● Excerpt provided

□ □ □ □ □

Bisky: So does that change the pictures now? It’s a really interesting question.

Soika: I think everyone has to decide that for themselves. You can lay out the material, make the knowledge accessible, and use primary sources from the archive to counteract previous misrepresentations. But there is no definitive answer as to how the artistic work should be located amidst the complex web of relationships between artist, society and viewer. Art history and aesthetic philosophy only provide us with a toolbox of methods and interpretative techniques.

So has this changed your view of Nolde’s pictures, Ms. Soika?

Soika: Since I am not susceptible to the hero worship of artists, I can easily cope with the fact that someone like Nolde assigned a very different significance to his pictures than others did; that only makes them more complex. Of course, I too was shocked by the way in which Emil Nolde and his wife Ada made some statements as a matter of course, which is crucial to understanding the identity of the painter. In the meantime I have met many people who would no longer hang a Nolde – if they had one – on the wall at home. I don’t feel that way. But that brings us back to the very personal question of how we define our relationship to the work and what role the artist as a person plays in that.

How should we deal with the works of “tainted” artists now?

Soika: In any case, you can’t banish art and put it into storage just to present a morally smoothed narrative of the modern age.

Knapstein: But you do have to differentiate. A room in a museum is a different place than the reception room of a government representative.

Bisky: There was the Holocaust, there were millions of dead, there were extermination camps. So if someone expresses antisemitic sentiments as strongly as Nolde did, you can say: no, these works are not appropriate for the government premises of a country that is trying to reassess its own history and atone for the crimes of its ancestors. Works by Frank Auerbach would be a good alternative. He is a British painter, born in Germany to Jewish parents, who was sent to England as a child. He was told: “Your parents are coming later.” No – his parents were murdered. He then grew up in the United Kingdom without his parents and became an acclaimed artist, with a career lasting many decades. His manner of painting is very expressive, including his use of color. Auerbach didn’t make such a big thing of his personal background; he got on with painting and he only told his story at a ripe old age.

Knapstein: I would always hope that a museum can cope with a lot of complexity, while opening up many different perspectives.

Is the Nationalgalerie planning similar exhibitions centered on artists’ biographies?

Knapstein: At the moment there are no specific plans, but we are talking intensively about the question of how, from today’s point of view, the presentation of an artist’s biography could be integrated in a museum that is meant to give an overview of the art of the twentieth century. By saying, in such a museum we will make various possible approaches clear to the visitors and we will have a room that presents an artist’s biography as an example of its kind.

□ □ □ □ □

● Given entries
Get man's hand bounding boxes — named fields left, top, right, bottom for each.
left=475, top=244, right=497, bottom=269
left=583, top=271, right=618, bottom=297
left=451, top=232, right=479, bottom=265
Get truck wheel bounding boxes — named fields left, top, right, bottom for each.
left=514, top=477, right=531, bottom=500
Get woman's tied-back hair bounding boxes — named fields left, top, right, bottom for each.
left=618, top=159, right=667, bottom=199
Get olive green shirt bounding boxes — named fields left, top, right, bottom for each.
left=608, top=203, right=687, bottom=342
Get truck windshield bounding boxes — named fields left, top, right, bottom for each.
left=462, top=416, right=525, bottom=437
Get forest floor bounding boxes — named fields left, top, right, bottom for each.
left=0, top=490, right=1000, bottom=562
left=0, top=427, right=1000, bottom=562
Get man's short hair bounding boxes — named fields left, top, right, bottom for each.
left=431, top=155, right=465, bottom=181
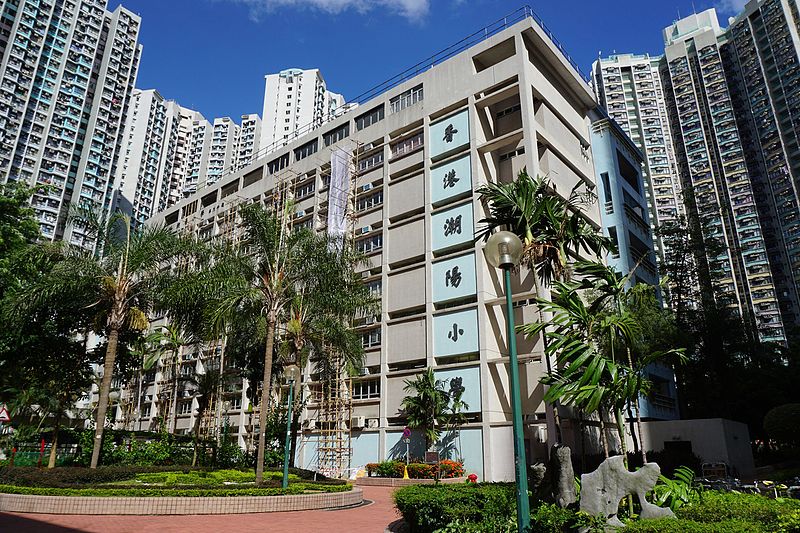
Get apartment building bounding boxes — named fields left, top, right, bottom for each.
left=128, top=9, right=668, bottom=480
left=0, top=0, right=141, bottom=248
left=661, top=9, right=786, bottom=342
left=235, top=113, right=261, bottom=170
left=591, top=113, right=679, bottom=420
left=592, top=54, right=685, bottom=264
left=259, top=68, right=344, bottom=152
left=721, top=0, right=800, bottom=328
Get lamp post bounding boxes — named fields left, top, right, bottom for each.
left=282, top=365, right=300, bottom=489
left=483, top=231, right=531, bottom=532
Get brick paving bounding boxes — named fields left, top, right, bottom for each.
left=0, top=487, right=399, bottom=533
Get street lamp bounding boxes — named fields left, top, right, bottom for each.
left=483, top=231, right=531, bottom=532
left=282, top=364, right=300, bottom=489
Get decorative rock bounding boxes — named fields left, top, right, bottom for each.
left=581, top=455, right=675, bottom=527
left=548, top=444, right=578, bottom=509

□ □ □ □ □

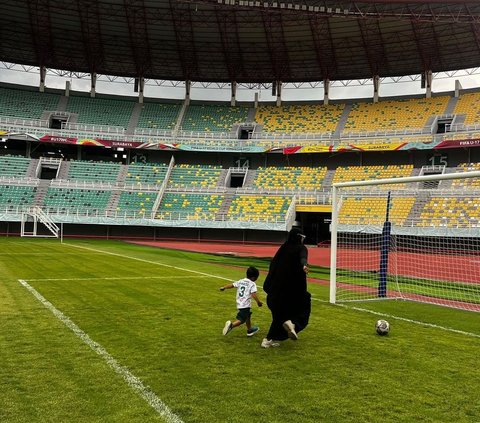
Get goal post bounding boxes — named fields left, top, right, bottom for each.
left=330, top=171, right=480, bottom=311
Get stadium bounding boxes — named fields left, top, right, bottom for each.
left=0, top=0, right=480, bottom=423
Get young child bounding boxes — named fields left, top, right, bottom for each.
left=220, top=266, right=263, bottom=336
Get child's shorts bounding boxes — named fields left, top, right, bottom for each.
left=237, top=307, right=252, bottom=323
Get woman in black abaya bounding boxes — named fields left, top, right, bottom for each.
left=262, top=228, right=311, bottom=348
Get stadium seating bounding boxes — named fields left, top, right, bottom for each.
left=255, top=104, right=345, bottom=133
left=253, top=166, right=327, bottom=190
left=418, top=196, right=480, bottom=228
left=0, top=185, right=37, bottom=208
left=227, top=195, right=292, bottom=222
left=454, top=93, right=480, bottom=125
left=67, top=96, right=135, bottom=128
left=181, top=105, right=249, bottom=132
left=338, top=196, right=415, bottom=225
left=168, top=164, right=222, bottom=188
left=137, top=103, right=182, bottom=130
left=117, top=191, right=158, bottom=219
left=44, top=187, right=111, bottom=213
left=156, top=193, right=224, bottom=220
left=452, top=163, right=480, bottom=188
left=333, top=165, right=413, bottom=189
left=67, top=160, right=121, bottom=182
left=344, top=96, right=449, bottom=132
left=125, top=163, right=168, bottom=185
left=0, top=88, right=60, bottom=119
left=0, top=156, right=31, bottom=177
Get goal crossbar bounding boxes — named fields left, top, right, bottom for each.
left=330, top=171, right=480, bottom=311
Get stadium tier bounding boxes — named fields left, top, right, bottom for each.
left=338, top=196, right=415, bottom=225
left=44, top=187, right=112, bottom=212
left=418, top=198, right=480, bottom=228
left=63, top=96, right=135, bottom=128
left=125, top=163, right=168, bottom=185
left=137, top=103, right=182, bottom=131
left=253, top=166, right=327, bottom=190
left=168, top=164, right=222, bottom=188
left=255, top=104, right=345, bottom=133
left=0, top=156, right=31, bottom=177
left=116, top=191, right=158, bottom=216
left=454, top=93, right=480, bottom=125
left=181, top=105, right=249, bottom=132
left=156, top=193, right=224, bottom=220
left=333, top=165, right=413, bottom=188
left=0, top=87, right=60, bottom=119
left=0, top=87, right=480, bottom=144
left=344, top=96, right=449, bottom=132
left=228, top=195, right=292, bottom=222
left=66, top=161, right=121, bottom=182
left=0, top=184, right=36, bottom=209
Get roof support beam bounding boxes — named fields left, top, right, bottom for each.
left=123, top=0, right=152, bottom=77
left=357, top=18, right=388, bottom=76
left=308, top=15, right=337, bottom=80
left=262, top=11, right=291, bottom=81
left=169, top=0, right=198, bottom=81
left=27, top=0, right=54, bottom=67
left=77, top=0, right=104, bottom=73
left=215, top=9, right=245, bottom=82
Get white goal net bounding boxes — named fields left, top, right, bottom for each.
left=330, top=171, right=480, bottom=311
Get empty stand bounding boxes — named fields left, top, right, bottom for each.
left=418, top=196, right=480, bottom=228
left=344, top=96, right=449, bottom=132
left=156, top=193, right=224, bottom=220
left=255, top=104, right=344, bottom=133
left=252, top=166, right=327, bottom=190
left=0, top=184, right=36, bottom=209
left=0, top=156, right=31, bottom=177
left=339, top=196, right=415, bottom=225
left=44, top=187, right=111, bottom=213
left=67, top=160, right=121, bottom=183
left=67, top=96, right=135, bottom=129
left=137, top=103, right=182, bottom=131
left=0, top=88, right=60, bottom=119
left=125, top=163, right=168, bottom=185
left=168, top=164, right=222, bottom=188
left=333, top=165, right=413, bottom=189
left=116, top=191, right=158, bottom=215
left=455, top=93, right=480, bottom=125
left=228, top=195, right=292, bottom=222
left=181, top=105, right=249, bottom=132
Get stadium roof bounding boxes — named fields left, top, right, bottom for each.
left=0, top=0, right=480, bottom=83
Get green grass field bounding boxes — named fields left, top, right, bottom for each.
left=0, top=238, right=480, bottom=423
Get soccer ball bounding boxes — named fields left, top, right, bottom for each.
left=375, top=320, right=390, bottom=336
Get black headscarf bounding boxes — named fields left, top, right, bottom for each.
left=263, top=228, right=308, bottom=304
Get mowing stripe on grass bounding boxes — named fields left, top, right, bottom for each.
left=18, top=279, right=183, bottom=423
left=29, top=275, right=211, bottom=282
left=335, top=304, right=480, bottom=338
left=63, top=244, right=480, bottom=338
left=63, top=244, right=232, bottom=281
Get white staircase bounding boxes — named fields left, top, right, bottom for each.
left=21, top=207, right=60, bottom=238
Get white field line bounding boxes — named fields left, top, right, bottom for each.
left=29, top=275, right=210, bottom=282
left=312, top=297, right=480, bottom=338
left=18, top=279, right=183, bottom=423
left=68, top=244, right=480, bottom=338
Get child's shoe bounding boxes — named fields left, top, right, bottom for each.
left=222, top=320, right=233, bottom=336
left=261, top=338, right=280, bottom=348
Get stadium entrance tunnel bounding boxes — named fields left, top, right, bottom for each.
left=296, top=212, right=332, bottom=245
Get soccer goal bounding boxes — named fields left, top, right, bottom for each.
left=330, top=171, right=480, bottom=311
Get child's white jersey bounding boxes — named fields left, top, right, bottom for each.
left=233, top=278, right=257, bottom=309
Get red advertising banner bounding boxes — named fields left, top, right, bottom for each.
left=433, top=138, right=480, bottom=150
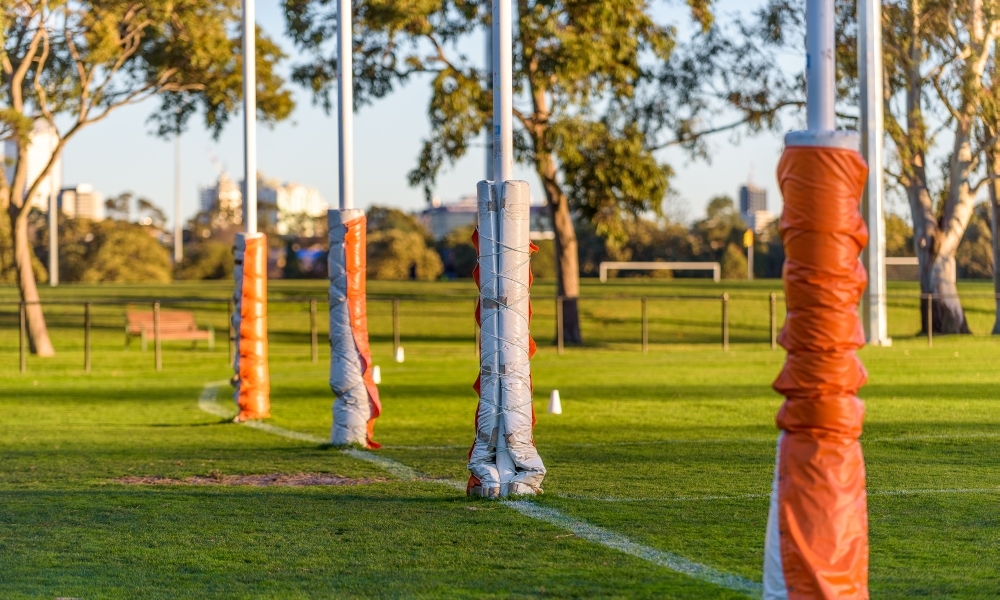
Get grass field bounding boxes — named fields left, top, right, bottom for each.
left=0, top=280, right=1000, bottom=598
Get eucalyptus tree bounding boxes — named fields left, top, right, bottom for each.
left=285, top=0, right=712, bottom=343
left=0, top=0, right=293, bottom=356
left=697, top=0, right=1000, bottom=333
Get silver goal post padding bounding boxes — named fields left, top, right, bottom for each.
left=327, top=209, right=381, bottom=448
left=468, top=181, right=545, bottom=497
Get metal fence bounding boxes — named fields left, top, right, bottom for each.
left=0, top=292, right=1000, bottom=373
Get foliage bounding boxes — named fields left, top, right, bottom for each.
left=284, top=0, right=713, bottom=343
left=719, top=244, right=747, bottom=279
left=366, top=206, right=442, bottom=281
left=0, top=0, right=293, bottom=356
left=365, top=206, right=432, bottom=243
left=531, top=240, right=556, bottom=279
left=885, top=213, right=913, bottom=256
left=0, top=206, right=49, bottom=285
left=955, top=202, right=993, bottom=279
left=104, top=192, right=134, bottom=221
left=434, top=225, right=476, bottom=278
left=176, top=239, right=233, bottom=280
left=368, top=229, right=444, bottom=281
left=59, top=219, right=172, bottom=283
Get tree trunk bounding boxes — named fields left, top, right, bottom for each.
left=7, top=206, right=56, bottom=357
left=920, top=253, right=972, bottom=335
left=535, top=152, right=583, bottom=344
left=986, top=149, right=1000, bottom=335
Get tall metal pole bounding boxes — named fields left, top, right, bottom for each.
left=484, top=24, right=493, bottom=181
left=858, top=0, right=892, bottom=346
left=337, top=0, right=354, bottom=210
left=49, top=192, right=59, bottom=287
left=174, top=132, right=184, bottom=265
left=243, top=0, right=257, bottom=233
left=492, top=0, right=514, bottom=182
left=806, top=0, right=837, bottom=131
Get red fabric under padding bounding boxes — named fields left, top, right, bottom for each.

□ □ □ □ □

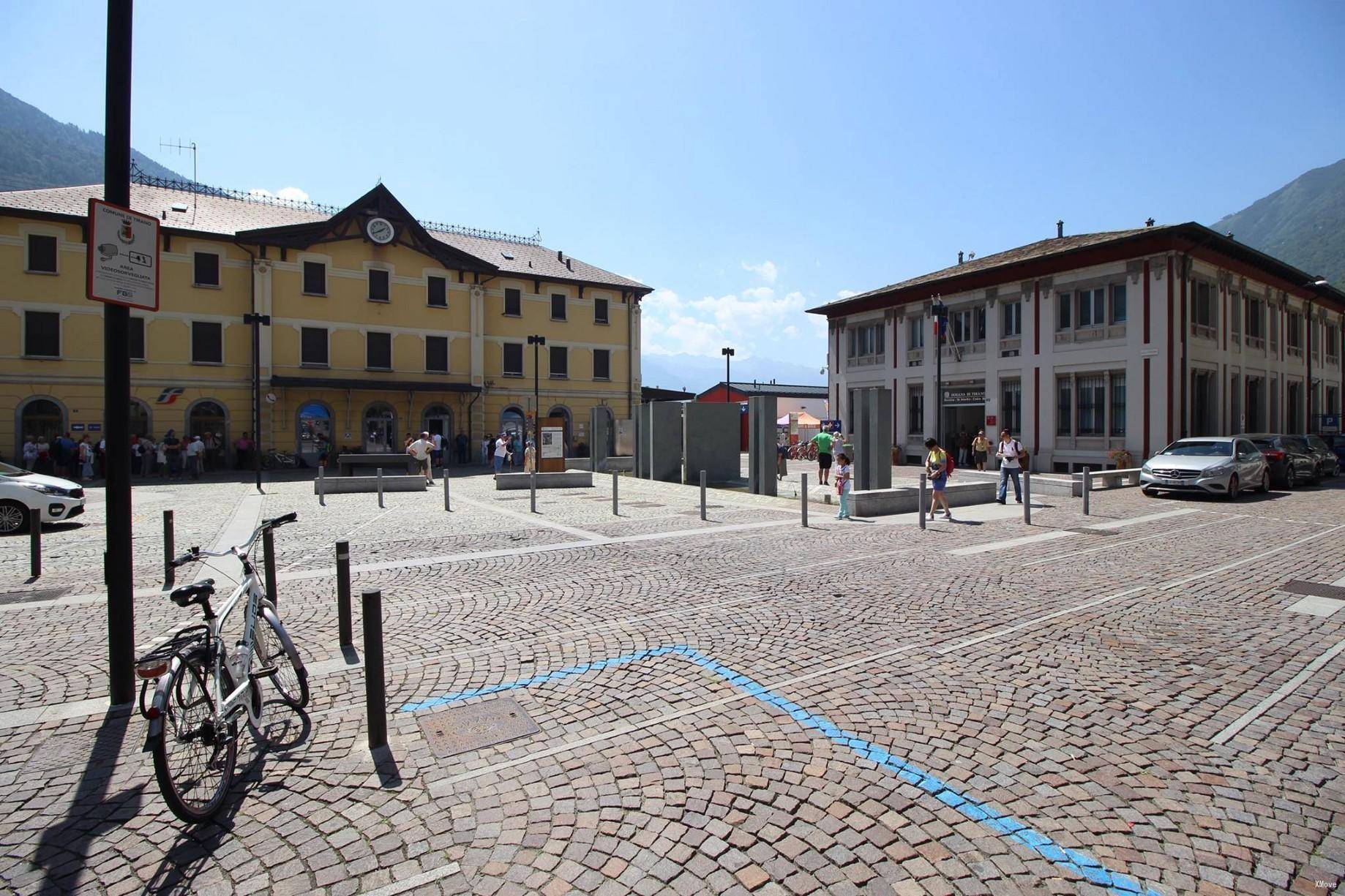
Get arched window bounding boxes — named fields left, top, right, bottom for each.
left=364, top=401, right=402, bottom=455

□ □ □ □ □

● Required work
**1)** In the interview about Emil Nolde, which painter does Bisky name as a good alternative for government premises?
**2)** Pick up the interview about Emil Nolde after its last sentence and write what comes next.

● Task responses
**1)** Frank Auerbach

**2)**
In another room, you show how a group of artists formed, in a third room you show major paintings as such, and in another room you explain the importance of artists’ manifestos in the history of twentieth-century art. I find it increasingly interesting to offer visitors this polyperspectivity, which we develop for ourselves as curators. That doesn’t mean that there are no places in this museum where you can concentrate entirely on the works. It’s just about presenting different museological approaches.

Hamburger Bahnhof – Museum für Gegenwart – Berlin

The Hamburger Bahnhof – Museum für Gegenwart – Berlin presides over a comprehensive collection of contemporary art. It is the largest among the buildings housing the Nationalgalerie’s extensive holdings, the remainder of which are divided into the Alte Nationalgalerie, the Neue Nationalgalerie, the Museum Berggruen, and the Sammlung Scharf-Gerstenberg.

The museum’s name refers to the building’s original function as one of the first terminal stations of the rail system in Germany. Opened in 1846, it had to stop services in 1884. Years later, after lengthy reconstruction and expansion, the Hamburger Bahnhof reopened in 1996 as a museum of contemporary art.

Website of the Hamburger Bahnhof - Museum für Gegenwart - Berlin

 

Soika: That is also the exciting thing about our topic “work and author.” In principle, this is one of the central areas of discourse in art history or aesthetics. And it has so many approaches that you can’t represent as a single curator. That’s why it is particularly useful to try polyperspectivity, for example by means of temporary exhibitions, guest curators, and collaborative work.

In 2017, the estate of Leni Riefenstahl was donated to the SPK – another figure that we think we know everything about... the works, the biography. What would you expect from an exhibition that is being prepared now?

Soika: It is greatly to be hoped that the estate of someone who, in my opinion, was one of the most interesting people within the official Nazi cultural sphere can be properly studied and assessed. After 1945, Riefenstahl refused to assume any kind of personal responsibility; for the rest of her life, she showed no willingness to reflect on her role. I am therefore curious to see whether this estate contains documents that offer insights into her strategies for distancing herself.

Bisky: I think Riefenstahl is a blatant case. I don’t believe she invented anything. She was incredibly effective at stealing or borrowing – however you want to put it. But in this case, a moral debate is very important because our historical distance from her is not great enough. No way is this about art alone. Society expects artists to create meaning and to reveal the relationships between things. It was the case that many people took an active part in that totally criminal regime and then kept on working in normal situations as though nothing had happened. Many Nazis continued in their jobs and professions, in both parts of Germany. This debate has not been brought to a close.

Artists such as Riefenstahl or Nolde were also part of it, even if they didn’t kill anyone. I cannot imagine taking a neutral view of their oeuvres. Maybe that will be possible in four hundred years, but right now? How would that work?

Ms. Soika, what have you learned through your work, through this kind of investigation of an artist’s life and of what he left behind, the things that you had to evaluate?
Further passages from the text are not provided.